**Given request**
Reproduce every line of the records, from the start down to and including the line containing "pixel 279 215", and add -65 to each coordinate while leaving all other text unchanged.

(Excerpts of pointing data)
■ ■ ■ ■
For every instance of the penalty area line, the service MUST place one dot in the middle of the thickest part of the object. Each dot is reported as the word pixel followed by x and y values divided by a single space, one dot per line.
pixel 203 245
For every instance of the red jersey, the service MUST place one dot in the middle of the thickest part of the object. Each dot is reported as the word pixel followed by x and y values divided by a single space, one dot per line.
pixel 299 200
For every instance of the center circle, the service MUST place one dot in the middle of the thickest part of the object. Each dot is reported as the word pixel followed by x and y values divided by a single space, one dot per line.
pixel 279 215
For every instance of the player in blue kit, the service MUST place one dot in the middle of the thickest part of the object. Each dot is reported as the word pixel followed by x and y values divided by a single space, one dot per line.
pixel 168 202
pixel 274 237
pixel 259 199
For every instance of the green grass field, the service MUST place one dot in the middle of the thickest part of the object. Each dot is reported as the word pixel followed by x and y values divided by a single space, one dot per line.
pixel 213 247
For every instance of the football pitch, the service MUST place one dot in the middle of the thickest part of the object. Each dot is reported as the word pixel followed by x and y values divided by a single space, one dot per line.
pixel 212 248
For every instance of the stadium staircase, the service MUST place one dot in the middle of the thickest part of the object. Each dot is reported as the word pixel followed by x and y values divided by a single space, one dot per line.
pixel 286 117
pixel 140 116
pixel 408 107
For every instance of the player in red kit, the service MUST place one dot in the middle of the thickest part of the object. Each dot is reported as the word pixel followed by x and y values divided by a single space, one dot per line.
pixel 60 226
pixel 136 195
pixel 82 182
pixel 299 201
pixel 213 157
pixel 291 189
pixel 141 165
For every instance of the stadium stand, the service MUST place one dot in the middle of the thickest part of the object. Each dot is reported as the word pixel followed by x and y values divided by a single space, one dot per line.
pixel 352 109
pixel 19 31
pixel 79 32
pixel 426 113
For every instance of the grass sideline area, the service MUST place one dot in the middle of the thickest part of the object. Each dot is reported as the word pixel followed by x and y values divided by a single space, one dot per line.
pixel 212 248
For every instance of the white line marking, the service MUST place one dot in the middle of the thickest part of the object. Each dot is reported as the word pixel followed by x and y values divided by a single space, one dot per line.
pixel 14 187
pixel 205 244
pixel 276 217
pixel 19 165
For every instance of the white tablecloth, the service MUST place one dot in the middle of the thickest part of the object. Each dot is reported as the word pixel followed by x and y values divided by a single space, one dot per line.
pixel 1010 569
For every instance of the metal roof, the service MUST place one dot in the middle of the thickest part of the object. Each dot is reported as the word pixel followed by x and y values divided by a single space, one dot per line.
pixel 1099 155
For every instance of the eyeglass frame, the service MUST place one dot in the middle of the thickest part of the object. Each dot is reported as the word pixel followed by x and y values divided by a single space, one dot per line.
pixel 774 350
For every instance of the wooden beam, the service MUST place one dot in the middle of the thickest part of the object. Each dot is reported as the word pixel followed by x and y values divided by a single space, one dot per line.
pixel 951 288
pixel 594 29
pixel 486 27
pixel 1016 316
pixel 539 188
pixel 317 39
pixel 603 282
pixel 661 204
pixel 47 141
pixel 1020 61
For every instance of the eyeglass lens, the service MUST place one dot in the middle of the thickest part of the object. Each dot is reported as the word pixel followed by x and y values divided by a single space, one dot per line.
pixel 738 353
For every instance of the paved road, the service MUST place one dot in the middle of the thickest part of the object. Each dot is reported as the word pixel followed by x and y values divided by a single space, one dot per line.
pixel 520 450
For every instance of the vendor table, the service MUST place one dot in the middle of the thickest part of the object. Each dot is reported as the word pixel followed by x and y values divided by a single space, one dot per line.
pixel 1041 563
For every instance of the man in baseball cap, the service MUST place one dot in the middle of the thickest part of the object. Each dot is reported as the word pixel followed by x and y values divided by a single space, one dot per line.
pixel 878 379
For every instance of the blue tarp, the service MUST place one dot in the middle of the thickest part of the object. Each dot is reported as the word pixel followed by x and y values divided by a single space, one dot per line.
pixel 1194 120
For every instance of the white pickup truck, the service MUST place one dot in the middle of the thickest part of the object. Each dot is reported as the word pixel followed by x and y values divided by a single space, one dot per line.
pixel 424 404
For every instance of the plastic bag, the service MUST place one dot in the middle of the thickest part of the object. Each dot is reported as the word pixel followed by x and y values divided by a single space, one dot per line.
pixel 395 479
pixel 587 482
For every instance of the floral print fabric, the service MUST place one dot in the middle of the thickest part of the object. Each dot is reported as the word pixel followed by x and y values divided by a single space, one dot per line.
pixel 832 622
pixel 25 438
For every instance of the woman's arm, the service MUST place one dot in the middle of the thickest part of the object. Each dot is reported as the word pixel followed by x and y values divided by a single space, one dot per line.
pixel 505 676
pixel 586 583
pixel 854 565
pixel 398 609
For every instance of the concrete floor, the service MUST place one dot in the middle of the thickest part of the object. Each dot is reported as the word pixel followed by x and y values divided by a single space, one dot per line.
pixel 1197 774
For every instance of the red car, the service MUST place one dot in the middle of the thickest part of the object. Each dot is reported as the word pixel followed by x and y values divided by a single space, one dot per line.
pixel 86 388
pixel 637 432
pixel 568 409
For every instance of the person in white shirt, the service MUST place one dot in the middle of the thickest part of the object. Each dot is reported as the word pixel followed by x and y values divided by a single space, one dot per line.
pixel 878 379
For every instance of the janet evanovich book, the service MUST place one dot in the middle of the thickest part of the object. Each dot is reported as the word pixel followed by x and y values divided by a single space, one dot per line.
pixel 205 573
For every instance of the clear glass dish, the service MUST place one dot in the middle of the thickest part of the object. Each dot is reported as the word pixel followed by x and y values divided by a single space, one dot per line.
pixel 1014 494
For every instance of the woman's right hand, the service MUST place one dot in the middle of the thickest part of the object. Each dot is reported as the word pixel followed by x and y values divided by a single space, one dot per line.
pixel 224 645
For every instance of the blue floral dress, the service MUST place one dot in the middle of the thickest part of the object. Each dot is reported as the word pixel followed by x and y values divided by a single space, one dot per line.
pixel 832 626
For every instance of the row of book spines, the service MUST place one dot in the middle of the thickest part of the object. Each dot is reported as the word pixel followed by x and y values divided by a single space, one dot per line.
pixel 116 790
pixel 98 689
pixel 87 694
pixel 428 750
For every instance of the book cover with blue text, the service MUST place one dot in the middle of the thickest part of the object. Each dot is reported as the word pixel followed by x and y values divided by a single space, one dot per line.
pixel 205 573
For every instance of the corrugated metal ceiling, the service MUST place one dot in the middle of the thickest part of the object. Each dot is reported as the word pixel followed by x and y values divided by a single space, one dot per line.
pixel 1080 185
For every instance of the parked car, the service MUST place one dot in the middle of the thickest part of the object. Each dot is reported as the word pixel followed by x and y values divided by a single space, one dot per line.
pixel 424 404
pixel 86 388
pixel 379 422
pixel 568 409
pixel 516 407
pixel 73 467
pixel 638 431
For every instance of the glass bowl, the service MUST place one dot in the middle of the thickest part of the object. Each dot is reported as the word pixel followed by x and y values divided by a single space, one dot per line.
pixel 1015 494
■ ■ ■ ■
**Answer for this exercise**
For every instance of the penalty area line, the service MUST place one dot in the middle of the thickest part of the object. Each dot is reported as the word pixel followed by x and y values divided by a single space, one dot per line.
pixel 138 180
For every instance of the red jersey, the service MUST place one dot in the middle of the thickest part of the object. Each dot is reported as the word pixel followed by x and y values divided by a single space, one dot per line.
pixel 234 135
For every instance of the center circle, the service MUST place one dot in the middle of the thickest part of the object. Each dot is reported as the word pixel followed by x and y values divided by a single space, one dot per line.
pixel 214 150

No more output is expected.